» SUPPLIED MATERIAL:
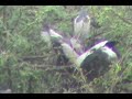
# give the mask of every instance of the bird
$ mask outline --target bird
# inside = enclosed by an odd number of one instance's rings
[[[82,43],[79,41],[79,40],[77,40],[77,38],[75,38],[75,37],[72,37],[70,38],[70,46],[75,50],[75,52],[77,53],[77,54],[82,54],[84,53],[84,45],[82,45]]]
[[[81,55],[78,55],[68,44],[62,43],[63,52],[75,64],[75,68],[82,68],[87,77],[92,80],[109,70],[109,66],[117,61],[119,54],[114,52],[114,41],[102,41]]]
[[[80,13],[74,20],[74,36],[79,37],[79,40],[86,40],[89,37],[90,32],[90,16],[85,10],[81,10]]]

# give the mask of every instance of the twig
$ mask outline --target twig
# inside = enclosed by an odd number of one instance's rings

» EXERCISE DESCRIPTION:
Reproduce word for word the stretch from the line containing "# give the mask of every instance of the twig" through the end of the items.

» REPLY:
# give the mask of every instance of the twig
$ mask outline --target twig
# inside = enclosed by an odd number of one instance's rings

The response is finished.